**Exercise objective:**
Could you set down the passage from the PCA chapter starting at "Each row is" and ending at "the data itself.", word for word?

18  Chapter 18: Principal Component Analysis

Finding the Coordinate System Hidden Inside Data

19 Chapter 18: Principal Component Analysis

19.1 Opening story: the cloud has a posture

A dataset is not only a table. It is also a shape.

Each row is a point. Each column is a coordinate. When many rows are drawn together, they form a cloud in feature space. Some clouds are round. Some are long and thin. Some are flat like a sheet. Some are almost low-dimensional even though they live in hundreds or thousands of coordinates.

Principal Component Analysis, usually called PCA, begins with a simple visual question:

If this data cloud has a posture, what directions is it leaning toward?

A group of students may vary mostly along a direction that mixes study time, attendance, and homework completion. A collection of images may vary mostly along directions such as brightness, contrast, or horizontal strokes. A set of documents may vary mostly along topic directions. A matrix of users and movies may vary along hidden taste directions.

PCA finds these directions. It gives a new coordinate system adapted to the data itself.

The first principal component is the direction in which the centered data has the largest spread. The second principal component is the next-largest spread direction, perpendicular to the first. The later components continue the same pattern.

The central message of this chapter is:

ImportantMain idea

PCA finds orthogonal directions of maximum variation. It rewrites data in a coordinate system learned from the data cloud itself.

**Available data:**
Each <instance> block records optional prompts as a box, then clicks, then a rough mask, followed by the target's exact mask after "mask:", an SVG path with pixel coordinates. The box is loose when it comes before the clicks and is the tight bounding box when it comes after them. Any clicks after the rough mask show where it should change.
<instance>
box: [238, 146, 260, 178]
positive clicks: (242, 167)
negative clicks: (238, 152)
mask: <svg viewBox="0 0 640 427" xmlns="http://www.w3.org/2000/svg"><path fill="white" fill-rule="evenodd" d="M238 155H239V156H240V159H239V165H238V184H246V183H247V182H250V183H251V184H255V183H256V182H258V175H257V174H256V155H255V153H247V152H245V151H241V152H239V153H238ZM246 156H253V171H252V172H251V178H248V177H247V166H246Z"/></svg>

**Answer to the exercise:**
Each row is a point. Each column is a coordinate. When many rows are drawn together, they form a cloud in feature space. Some clouds are round. Some are long and thin. Some are flat like a sheet. Some are almost low-dimensional even though they live in hundreds or thousands of coordinates.

Principal Component Analysis, usually called PCA, begins with a simple visual question:

If this data cloud has a posture, what directions is it leaning toward?

A group of students may vary mostly along a direction that mixes study time, attendance, and homework completion. A collection of images may vary mostly along directions such as brightness, contrast, or horizontal strokes. A set of documents may vary mostly along topic directions. A matrix of users and movies may vary along hidden taste directions.

PCA finds these directions. It gives a new coordinate system adapted to the data itself.